__THE TASKS__.
(1) Answer these questions using the passage on election objections:
(a) Under which section might the Regional Director be required to send the Board all the materials he considered?
(b) What word in that rule's language does the passage point out in parentheses?
(c) What would the petitioner have no power to send to the Board?
(2) Quote the passage on election objections from "While we reaffirm" up to and including "a hearing here.".

__TEXT TO READ__.
==*==

While we reaffirm the viability of the decisions cited as holding that in a proper case, objections to an election may be resolved on the basis of an administrative investigation alone, we cannot agree that those cases justify the denial to petitioner of a hearing here.
Without expressly ruling that the Regional Director is invariably required under Section 102.69(g) to transmit to the Board all of the materials considered by him (although the language says "shall"), we think that the better practice is to do so and we are unable to fault the company for having failed to anticipate that this procedure would not have been followed here. It is true that subsection (g) does permit the party filing exceptions to "append to its submission to the Board copies of documents it has timely submitted to the regional director and which were not included in the report or decision." We cannot, however, construe this language to shift from the Regional Director to the petitioner the responsibility for assembling and transmitting the record. The mechanics for such a transmission are lacking and we believe that the Board's review would be more reliably facilitated by following the plain language of its rule. In addition, the petitioner would be entirely without power to transmit the employee affidavits which the investigating officer had obtained.

==*==

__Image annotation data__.
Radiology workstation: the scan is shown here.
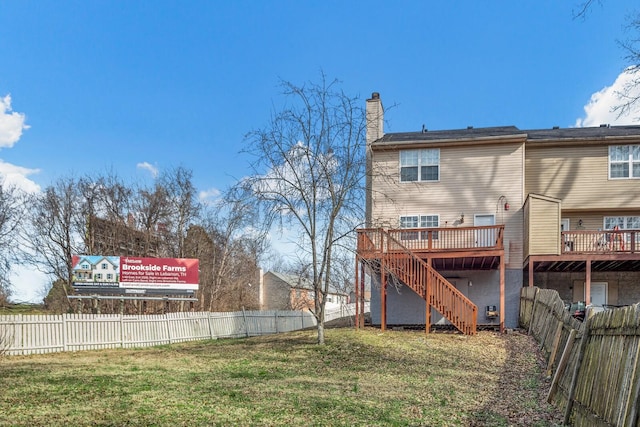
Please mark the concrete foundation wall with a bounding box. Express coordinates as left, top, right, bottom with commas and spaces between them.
533, 271, 640, 305
371, 270, 522, 328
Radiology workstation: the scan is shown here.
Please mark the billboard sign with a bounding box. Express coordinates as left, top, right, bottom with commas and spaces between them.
72, 255, 199, 293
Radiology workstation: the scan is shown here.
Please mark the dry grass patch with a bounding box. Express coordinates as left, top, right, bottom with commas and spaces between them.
0, 329, 558, 426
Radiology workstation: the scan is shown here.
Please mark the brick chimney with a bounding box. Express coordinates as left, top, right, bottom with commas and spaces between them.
367, 92, 384, 145
365, 92, 384, 227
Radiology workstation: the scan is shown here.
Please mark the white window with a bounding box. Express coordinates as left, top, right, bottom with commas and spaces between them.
400, 148, 440, 182
400, 215, 440, 240
609, 145, 640, 179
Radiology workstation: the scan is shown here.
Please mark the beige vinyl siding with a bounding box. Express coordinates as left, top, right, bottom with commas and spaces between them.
525, 143, 640, 210
525, 194, 560, 256
372, 143, 524, 268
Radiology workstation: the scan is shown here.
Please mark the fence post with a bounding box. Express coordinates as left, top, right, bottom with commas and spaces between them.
547, 329, 576, 403
624, 326, 640, 427
207, 311, 213, 339
527, 288, 539, 335
564, 317, 591, 425
546, 320, 563, 377
242, 307, 249, 338
120, 312, 124, 348
164, 313, 172, 344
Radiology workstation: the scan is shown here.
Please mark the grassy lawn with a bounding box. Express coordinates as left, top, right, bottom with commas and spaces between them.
0, 329, 559, 426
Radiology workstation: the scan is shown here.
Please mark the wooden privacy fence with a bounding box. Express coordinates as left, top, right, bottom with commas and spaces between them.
0, 304, 368, 355
520, 287, 640, 427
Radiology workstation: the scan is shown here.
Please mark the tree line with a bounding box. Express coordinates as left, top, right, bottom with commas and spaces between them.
0, 167, 267, 312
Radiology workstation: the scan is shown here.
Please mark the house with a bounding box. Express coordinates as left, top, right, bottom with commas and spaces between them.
356, 93, 640, 334
260, 271, 349, 311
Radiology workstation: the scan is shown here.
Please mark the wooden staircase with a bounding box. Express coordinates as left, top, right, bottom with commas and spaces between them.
358, 229, 478, 335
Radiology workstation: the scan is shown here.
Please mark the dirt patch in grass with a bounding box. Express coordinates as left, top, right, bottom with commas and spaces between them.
0, 329, 561, 426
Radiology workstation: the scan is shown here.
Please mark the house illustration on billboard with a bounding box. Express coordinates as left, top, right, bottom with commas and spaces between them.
73, 255, 120, 284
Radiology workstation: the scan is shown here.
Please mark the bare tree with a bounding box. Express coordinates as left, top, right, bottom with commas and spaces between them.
185, 189, 264, 311
159, 166, 200, 258
0, 180, 23, 306
241, 74, 366, 344
614, 12, 640, 120
24, 178, 85, 310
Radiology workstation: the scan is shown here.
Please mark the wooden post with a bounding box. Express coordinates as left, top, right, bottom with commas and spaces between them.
623, 332, 640, 427
359, 263, 365, 328
380, 256, 387, 331
355, 254, 360, 330
547, 320, 563, 377
424, 258, 432, 335
527, 288, 538, 335
564, 318, 591, 425
584, 259, 591, 306
547, 329, 576, 403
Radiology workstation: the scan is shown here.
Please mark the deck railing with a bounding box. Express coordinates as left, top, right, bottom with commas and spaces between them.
560, 230, 640, 254
358, 229, 478, 335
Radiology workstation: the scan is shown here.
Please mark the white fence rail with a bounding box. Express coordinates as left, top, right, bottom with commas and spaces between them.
0, 303, 369, 355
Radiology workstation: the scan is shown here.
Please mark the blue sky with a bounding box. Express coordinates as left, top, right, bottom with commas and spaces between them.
0, 0, 637, 297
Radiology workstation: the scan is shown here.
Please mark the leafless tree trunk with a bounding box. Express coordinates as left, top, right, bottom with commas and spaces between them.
0, 180, 23, 307
241, 74, 366, 344
159, 167, 200, 258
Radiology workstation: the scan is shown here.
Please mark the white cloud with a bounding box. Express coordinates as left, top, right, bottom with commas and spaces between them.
0, 159, 40, 193
575, 72, 640, 127
0, 95, 29, 148
136, 162, 158, 178
198, 188, 221, 203
10, 265, 51, 303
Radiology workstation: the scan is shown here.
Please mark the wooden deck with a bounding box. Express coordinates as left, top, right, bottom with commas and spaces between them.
561, 230, 640, 254
356, 229, 504, 335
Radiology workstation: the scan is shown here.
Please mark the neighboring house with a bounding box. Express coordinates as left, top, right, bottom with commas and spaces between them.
358, 93, 640, 333
260, 271, 349, 311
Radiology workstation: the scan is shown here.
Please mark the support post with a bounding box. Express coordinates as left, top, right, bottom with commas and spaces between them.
380, 256, 387, 331
584, 259, 591, 306
424, 258, 433, 335
355, 254, 360, 330
359, 263, 365, 328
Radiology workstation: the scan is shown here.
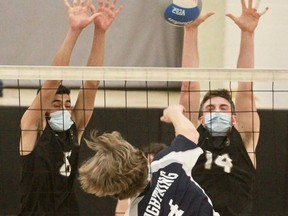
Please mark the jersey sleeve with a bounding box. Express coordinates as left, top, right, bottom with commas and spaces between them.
151, 135, 203, 176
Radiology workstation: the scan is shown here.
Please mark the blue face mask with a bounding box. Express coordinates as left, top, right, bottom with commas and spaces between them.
48, 110, 73, 131
204, 112, 232, 136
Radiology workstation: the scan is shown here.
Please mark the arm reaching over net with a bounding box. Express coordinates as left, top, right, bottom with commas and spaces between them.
227, 0, 268, 167
180, 12, 214, 127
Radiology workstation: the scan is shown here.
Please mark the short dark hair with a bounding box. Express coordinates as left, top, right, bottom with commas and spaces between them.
198, 89, 236, 118
37, 84, 71, 95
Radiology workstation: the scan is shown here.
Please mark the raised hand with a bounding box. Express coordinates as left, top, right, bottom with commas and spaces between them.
92, 0, 123, 31
64, 0, 100, 30
226, 0, 268, 33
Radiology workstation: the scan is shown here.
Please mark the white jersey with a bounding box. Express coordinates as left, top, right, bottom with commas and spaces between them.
125, 135, 219, 216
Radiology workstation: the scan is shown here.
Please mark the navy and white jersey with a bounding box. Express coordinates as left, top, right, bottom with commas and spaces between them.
125, 135, 219, 216
192, 126, 255, 216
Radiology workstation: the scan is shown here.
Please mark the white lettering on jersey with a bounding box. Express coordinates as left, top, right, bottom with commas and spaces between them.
144, 170, 178, 216
205, 151, 233, 173
168, 199, 184, 216
59, 151, 72, 177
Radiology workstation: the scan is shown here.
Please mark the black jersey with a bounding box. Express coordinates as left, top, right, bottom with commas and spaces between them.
19, 124, 80, 215
125, 135, 218, 216
192, 126, 255, 216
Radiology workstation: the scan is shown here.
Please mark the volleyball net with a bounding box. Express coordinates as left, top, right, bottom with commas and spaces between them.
0, 66, 288, 215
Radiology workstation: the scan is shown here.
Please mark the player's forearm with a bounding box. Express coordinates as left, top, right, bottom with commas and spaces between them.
87, 28, 106, 67
52, 28, 81, 66
182, 28, 199, 68
237, 31, 254, 68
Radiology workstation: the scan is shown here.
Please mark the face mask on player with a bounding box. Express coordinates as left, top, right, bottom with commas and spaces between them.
48, 110, 73, 131
204, 112, 232, 136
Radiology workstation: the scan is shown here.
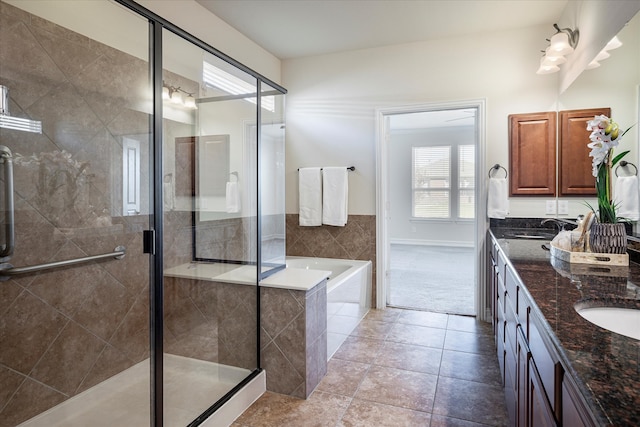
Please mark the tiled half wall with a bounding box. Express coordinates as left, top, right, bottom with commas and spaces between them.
286, 214, 376, 307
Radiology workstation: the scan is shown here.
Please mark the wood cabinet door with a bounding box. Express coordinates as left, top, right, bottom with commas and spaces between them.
527, 359, 557, 427
558, 108, 611, 196
509, 112, 556, 196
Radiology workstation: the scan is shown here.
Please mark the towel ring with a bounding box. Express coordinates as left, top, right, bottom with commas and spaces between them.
615, 160, 638, 178
489, 163, 509, 178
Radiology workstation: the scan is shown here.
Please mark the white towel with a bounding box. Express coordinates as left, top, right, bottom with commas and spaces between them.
322, 166, 349, 227
298, 168, 322, 227
487, 178, 509, 219
162, 182, 175, 211
613, 175, 640, 221
225, 181, 240, 213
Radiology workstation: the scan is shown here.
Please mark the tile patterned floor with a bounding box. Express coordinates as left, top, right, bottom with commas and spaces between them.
233, 308, 508, 427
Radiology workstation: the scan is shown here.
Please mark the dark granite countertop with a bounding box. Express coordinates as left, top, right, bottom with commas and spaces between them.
490, 224, 640, 426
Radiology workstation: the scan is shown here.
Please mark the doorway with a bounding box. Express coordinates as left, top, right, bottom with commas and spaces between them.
377, 101, 484, 316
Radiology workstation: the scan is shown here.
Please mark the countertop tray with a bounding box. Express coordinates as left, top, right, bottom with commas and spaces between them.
550, 242, 629, 266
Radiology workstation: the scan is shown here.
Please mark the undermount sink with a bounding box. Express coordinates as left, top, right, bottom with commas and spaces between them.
575, 303, 640, 340
505, 232, 555, 240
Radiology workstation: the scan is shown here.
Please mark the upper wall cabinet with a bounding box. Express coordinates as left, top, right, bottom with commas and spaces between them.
558, 108, 611, 196
509, 112, 556, 196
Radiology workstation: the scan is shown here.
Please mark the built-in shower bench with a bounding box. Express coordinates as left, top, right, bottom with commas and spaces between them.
164, 262, 331, 398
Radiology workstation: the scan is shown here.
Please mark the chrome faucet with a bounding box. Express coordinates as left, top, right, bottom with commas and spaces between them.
540, 218, 578, 232
540, 218, 564, 232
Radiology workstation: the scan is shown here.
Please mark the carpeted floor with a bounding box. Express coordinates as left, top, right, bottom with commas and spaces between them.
390, 244, 476, 315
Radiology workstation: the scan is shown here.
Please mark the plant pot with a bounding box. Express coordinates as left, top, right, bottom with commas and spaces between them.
589, 222, 627, 254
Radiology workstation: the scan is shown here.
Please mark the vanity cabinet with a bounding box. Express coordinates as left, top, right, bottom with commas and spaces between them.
558, 108, 611, 196
509, 111, 556, 196
487, 236, 593, 427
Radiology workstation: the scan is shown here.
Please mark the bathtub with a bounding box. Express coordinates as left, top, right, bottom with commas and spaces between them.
286, 256, 372, 360
286, 256, 371, 301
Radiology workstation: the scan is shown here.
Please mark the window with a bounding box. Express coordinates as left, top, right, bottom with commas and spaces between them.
412, 144, 475, 220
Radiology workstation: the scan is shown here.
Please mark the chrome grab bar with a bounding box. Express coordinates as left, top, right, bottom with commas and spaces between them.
0, 246, 127, 282
0, 145, 15, 261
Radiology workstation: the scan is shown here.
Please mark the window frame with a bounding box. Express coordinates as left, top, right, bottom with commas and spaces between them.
409, 141, 477, 222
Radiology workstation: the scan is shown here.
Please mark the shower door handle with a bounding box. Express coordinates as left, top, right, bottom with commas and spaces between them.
0, 145, 15, 261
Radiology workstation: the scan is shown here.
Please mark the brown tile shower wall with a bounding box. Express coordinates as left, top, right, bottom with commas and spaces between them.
165, 277, 258, 370
286, 214, 376, 307
0, 2, 149, 426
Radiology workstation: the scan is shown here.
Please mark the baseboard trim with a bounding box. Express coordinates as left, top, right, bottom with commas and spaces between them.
389, 239, 473, 248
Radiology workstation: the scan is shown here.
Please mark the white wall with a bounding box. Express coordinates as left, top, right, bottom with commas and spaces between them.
3, 0, 281, 83
136, 0, 281, 84
282, 26, 558, 216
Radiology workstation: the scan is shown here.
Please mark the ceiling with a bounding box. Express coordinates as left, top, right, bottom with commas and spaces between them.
196, 0, 568, 59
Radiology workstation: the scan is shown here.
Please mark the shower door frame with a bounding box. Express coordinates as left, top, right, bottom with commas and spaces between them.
115, 0, 287, 427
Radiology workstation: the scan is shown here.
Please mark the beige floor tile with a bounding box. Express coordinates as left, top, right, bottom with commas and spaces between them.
351, 319, 393, 340
333, 336, 384, 363
374, 342, 442, 375
387, 323, 447, 348
338, 399, 431, 427
433, 376, 508, 426
236, 391, 351, 427
365, 307, 405, 323
355, 365, 438, 412
398, 310, 449, 329
316, 359, 371, 397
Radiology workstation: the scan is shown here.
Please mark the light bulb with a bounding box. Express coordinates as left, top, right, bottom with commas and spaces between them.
184, 94, 197, 110
536, 57, 560, 74
549, 32, 573, 56
594, 50, 611, 62
586, 59, 600, 70
543, 48, 567, 65
604, 36, 622, 50
171, 91, 182, 104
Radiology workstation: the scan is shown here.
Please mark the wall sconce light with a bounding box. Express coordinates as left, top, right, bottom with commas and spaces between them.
162, 82, 198, 110
586, 36, 622, 70
536, 24, 580, 74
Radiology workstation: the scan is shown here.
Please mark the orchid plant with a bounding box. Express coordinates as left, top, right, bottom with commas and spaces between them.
587, 115, 631, 224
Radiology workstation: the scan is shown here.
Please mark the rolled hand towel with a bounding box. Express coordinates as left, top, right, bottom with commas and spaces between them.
225, 182, 240, 213
322, 166, 349, 227
487, 178, 509, 219
298, 168, 322, 227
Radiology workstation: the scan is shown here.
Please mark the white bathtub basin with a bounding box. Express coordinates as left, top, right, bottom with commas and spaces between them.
576, 307, 640, 340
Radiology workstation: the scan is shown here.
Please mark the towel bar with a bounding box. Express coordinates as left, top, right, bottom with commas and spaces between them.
298, 166, 356, 172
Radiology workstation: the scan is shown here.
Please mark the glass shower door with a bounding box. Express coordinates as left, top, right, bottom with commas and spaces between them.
162, 30, 258, 426
0, 1, 152, 427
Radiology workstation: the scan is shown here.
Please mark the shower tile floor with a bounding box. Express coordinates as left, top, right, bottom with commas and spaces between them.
19, 354, 249, 427
389, 244, 476, 315
233, 308, 508, 427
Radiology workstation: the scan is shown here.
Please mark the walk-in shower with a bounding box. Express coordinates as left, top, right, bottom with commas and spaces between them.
0, 0, 285, 427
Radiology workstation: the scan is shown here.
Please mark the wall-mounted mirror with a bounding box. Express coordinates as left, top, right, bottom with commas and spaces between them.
558, 13, 640, 217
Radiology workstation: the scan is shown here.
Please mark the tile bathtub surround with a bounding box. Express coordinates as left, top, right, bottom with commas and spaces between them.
260, 281, 327, 398
286, 214, 376, 307
233, 309, 508, 427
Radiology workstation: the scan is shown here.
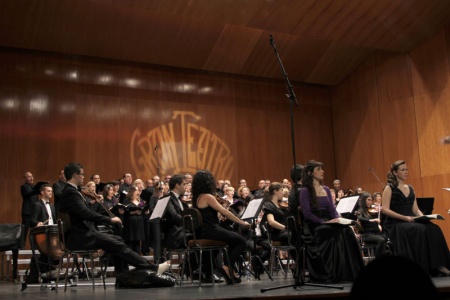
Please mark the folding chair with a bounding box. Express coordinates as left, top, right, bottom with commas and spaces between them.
181, 208, 228, 286
56, 212, 106, 292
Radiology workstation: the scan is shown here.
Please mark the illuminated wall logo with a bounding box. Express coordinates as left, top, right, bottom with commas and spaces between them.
130, 111, 234, 180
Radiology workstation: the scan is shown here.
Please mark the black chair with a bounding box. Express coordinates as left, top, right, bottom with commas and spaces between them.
56, 212, 107, 292
261, 207, 344, 293
181, 208, 228, 286
0, 224, 25, 279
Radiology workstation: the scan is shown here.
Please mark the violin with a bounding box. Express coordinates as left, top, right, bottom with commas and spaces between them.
81, 186, 103, 200
278, 199, 289, 208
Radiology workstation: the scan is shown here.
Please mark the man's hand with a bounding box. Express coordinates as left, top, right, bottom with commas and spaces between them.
111, 217, 122, 225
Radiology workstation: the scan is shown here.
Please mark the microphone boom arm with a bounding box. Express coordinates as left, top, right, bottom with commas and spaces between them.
369, 168, 385, 190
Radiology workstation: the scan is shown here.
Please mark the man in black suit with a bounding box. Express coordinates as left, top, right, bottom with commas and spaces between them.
30, 184, 56, 227
163, 174, 216, 283
20, 172, 39, 241
53, 170, 66, 213
60, 162, 170, 274
164, 174, 188, 249
288, 164, 303, 220
119, 173, 133, 203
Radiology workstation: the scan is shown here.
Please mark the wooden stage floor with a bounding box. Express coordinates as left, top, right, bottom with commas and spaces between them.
0, 273, 450, 300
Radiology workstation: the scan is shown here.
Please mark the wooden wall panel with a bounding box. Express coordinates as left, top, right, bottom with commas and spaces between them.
332, 56, 383, 192
0, 48, 334, 223
332, 29, 450, 241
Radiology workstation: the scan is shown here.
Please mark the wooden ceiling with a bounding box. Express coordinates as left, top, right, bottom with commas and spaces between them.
0, 0, 450, 86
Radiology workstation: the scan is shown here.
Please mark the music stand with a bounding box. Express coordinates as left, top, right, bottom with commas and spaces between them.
261, 35, 344, 293
336, 195, 359, 220
149, 196, 170, 263
241, 198, 273, 281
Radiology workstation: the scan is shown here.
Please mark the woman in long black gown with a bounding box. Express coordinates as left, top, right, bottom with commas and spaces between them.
381, 160, 450, 276
300, 160, 364, 283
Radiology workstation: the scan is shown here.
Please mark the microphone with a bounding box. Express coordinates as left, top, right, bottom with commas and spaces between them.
369, 168, 384, 189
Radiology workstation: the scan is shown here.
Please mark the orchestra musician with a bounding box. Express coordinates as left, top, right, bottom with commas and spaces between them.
381, 160, 450, 276
260, 181, 297, 262
192, 170, 251, 284
358, 192, 387, 257
123, 185, 150, 254
300, 160, 364, 283
60, 162, 170, 274
30, 184, 56, 227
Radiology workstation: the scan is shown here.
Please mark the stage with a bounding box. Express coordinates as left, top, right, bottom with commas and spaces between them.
0, 273, 450, 300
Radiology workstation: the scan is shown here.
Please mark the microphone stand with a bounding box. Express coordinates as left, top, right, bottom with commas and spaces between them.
153, 145, 162, 182
270, 34, 298, 166
260, 34, 344, 293
369, 168, 384, 190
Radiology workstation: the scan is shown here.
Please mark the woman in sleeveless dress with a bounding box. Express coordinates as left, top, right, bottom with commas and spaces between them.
381, 160, 450, 276
192, 170, 250, 284
300, 160, 364, 283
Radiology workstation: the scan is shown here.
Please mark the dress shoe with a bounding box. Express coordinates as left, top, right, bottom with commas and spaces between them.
202, 274, 223, 283
218, 268, 234, 285
438, 267, 450, 277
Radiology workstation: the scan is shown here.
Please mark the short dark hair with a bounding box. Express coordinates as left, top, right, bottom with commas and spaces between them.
291, 164, 303, 183
64, 162, 83, 180
169, 173, 186, 190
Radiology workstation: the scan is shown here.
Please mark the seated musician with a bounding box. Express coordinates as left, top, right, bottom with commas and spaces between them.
30, 184, 56, 227
300, 160, 364, 283
192, 170, 250, 284
60, 162, 170, 274
26, 184, 59, 284
261, 182, 297, 261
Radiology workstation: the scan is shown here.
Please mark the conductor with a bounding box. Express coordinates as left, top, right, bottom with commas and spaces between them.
60, 162, 170, 274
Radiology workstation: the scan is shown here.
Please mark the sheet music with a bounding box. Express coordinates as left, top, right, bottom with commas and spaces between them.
150, 196, 170, 220
336, 196, 359, 214
241, 198, 263, 220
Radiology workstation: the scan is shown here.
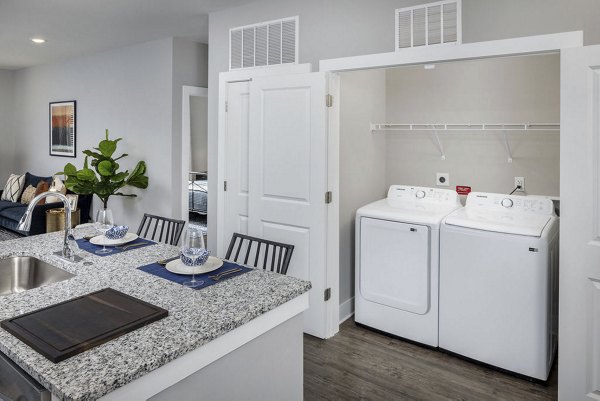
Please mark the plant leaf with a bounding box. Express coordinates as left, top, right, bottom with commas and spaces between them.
76, 168, 97, 181
63, 163, 77, 176
97, 160, 115, 177
127, 161, 148, 189
110, 171, 129, 182
82, 148, 102, 159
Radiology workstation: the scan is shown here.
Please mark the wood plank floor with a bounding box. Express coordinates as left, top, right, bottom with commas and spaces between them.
304, 319, 557, 401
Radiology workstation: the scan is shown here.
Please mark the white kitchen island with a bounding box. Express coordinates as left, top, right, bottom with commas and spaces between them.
0, 230, 310, 401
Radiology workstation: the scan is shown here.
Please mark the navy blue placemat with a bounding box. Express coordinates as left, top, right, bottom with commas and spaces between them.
76, 238, 156, 256
138, 258, 254, 290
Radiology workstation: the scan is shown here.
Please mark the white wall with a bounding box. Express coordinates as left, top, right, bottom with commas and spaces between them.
190, 96, 208, 171
0, 70, 15, 180
14, 38, 173, 229
208, 0, 600, 249
386, 54, 560, 196
339, 70, 386, 314
208, 0, 600, 310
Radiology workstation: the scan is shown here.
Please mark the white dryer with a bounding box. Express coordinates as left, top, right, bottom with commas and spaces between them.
439, 192, 558, 380
355, 185, 461, 347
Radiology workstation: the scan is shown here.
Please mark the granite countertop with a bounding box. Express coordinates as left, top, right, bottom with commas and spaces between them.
0, 228, 310, 400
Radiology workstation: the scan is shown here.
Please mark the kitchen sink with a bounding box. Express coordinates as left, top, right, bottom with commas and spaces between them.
0, 256, 74, 296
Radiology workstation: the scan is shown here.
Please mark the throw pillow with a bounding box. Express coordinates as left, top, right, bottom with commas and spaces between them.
25, 172, 52, 188
21, 185, 35, 205
46, 177, 67, 203
0, 174, 25, 202
35, 181, 50, 205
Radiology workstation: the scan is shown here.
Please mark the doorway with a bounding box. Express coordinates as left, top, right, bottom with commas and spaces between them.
181, 86, 208, 237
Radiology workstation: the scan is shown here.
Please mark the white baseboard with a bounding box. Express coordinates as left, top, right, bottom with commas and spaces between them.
340, 297, 354, 324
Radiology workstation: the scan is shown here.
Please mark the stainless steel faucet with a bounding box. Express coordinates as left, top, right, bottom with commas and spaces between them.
17, 192, 75, 260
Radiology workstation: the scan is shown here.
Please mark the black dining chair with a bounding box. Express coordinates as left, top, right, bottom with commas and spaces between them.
225, 233, 294, 274
137, 213, 185, 245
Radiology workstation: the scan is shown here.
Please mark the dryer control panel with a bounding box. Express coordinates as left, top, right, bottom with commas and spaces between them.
387, 185, 460, 206
466, 192, 554, 215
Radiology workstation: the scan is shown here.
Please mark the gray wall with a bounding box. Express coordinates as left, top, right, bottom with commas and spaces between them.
340, 70, 387, 314
190, 96, 208, 171
208, 0, 600, 308
8, 38, 208, 229
14, 39, 173, 229
0, 70, 16, 180
170, 38, 208, 218
386, 54, 560, 196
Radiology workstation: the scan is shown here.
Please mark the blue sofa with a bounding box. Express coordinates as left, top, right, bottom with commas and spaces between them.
0, 173, 93, 235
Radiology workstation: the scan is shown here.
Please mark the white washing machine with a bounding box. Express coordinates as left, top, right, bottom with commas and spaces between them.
439, 192, 558, 380
355, 185, 461, 347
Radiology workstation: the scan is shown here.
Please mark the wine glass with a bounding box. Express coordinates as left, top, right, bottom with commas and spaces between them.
181, 228, 206, 288
94, 209, 114, 255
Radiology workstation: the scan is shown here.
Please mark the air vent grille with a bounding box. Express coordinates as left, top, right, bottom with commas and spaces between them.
396, 0, 462, 51
229, 17, 298, 70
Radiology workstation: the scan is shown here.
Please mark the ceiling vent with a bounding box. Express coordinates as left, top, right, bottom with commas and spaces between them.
396, 0, 462, 51
229, 17, 298, 70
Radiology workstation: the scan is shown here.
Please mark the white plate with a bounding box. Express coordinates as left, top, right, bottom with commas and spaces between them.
90, 233, 138, 246
165, 256, 223, 274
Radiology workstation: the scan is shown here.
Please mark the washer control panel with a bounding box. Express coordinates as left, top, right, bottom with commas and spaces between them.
387, 185, 460, 205
466, 192, 554, 215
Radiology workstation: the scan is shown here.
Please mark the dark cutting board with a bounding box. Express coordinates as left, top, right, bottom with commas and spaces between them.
0, 288, 169, 363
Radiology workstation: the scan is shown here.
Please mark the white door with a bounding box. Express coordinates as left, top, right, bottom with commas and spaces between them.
558, 46, 600, 401
248, 73, 327, 338
220, 81, 250, 248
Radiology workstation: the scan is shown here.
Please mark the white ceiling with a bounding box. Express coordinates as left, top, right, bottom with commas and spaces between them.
0, 0, 252, 69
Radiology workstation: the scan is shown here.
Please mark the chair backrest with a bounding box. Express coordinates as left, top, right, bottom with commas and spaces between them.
225, 233, 294, 274
137, 213, 185, 245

==*==

__RESULTS FOR EACH TASK__.
(1)
(a) Section 102.69(g)
(b) "shall"
(c) The employee affidavits that the investigating officer had obtained

(2)
While we reaffirm the viability of the decisions cited as holding that in a proper case, objections to an election may be resolved on the basis of an administrative investigation alone, we cannot agree that those cases justify the denial to petitioner of a hearing here.